AUFGABENSTELLUNG:
Beantworte die folgenden Fragen zum Artikel über Marlene Streeruwitz.
1. In welchem Verlag hat sie ihre zwei Handbücher veröffentlicht?
2. Wie heißt der Roman, der im Vorjahr erschienen ist?
3. Was allein kann laut Artikel gegen die anwachsende Gewalt Gegenformulierungen setzen?

ARTIKEL:
+ + +

Ein Gespräch mit der Schriftstellerin Marlene Streeruwitz über ihre Handbücher gegen den Krieg und für die Liebe

Michael Hametner01.07.2024

Kürzlich hat die österreichische Schriftstellerin Marlene Streeruwitz im S. Fischer-Verlag zwei "Handbücher" veröffentlicht, in denen Denkansätze entwickelt werden, mit denen sie Grundrechte des Menschen verteidigt. Sie unternimmt diesen Versuch in einer Zeit – und es ist unsere Zeit –, die das Selbstverständliche bedroht und sie unternimmt ihn als Frau. Eindringlich schreibt sie von feministischer Position gegen den Krieg und für die Liebe.

Die 1950 in Baden bei Wien geborene Autorin hat sich seit den 90er Jahren mit Romanen und Theaterstücken einen Namen gemacht. Im Vorjahr erschien ihr Roman "Tage im Mai". Die Leser kennen ihre sehr konzentrierte, manchmal fast karge Sprache, mit der sie die Grenzen des Erzählens aufbricht. Ihre Figuren sind nicht unmündige Objekte des Erzählens, über die geschrieben wird, sondern sie schreibt aus ihnen heraus über die Welt. Schon ihrer Prosa liegt der Gedanke zugrunde: Es geht darum zu sagen, ICH bin diese Person. Damit polemisiert sie gegen patriarchale Herrschaftsformen, die sich auch im Erzählen abbilden können. Im Sinne ihrer Grundüberzeugung, nach der Literatur die Wissenschaft vom Leben ist, betrachtet sie patriarchale Herrschaftsformen als Boden aller Kriege auf dieser Welt. Im gerade erschienenen Handbuch für die Liebe, das Gegenbuch zu dem vor zwei Jahren publizierten Handbuch gegen den Krieg, verteidigt sie als Feministin das Grundrecht auf Liebe. Für Marlene Streeruwitz muss dies ein Grundrecht sein, das nicht vom Geschlecht eingeschränkt ist.

Entstanden sind zwei Bücher mit Notaten intensiver Denkbewegungen, die trotz der wachsenden Verkommenheit des Weltzustands überraschend den Möglichkeiten der Literatur vertrauen. Nur die Poesie kann gegen die anwachsende Gewalt Gegenformulierungen setzen. Auch wenn sie beide Textsammlungen Handbücher nennt, will sie keine Gebrauchsanweisung für einen Zukunftsentwurf vorlegen. Das – sagt sie – wäre vollkommen scheußlich.

+ + +

Beschriftungen der Objektpunkte:

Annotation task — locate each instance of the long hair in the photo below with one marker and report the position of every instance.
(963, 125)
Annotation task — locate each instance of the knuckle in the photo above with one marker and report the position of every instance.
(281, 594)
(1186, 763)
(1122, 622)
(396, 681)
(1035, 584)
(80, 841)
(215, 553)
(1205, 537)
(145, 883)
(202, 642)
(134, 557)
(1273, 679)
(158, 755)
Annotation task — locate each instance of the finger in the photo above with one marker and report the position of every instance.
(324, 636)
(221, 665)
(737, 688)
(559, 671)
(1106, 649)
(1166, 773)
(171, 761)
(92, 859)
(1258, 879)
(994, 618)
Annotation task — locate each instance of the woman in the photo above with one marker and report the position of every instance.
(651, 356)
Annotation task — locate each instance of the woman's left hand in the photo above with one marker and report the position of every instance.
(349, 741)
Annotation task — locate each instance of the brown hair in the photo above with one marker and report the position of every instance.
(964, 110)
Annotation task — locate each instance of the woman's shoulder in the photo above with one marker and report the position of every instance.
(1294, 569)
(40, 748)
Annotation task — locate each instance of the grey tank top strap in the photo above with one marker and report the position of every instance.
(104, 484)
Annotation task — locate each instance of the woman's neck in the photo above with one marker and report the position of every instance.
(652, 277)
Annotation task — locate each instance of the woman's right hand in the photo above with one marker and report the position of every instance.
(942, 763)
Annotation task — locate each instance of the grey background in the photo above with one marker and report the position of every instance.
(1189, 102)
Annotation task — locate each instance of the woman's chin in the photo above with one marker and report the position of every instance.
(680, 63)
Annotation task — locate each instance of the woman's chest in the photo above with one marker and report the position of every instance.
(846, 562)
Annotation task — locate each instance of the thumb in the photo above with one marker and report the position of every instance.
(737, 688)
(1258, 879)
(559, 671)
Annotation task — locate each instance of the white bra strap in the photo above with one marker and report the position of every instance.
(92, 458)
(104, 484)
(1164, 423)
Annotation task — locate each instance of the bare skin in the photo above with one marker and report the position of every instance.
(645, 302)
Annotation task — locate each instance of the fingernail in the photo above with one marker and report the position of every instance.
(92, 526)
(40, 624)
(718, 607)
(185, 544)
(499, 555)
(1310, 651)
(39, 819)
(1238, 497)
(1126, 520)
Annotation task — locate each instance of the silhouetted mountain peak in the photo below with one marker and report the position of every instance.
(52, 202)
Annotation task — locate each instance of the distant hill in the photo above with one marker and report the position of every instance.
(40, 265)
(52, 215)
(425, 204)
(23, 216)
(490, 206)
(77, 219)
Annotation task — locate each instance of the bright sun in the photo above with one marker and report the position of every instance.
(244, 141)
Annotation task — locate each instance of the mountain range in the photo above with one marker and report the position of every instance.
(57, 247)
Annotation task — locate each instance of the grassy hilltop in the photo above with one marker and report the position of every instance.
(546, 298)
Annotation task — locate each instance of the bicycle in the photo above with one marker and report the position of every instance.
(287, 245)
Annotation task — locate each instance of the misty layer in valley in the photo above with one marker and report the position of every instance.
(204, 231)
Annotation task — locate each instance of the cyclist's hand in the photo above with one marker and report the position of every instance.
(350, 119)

+ + +

ANTWORT:
1. Im S. Fischer-Verlag.
2. "Tage im Mai".
3. Die Poesie.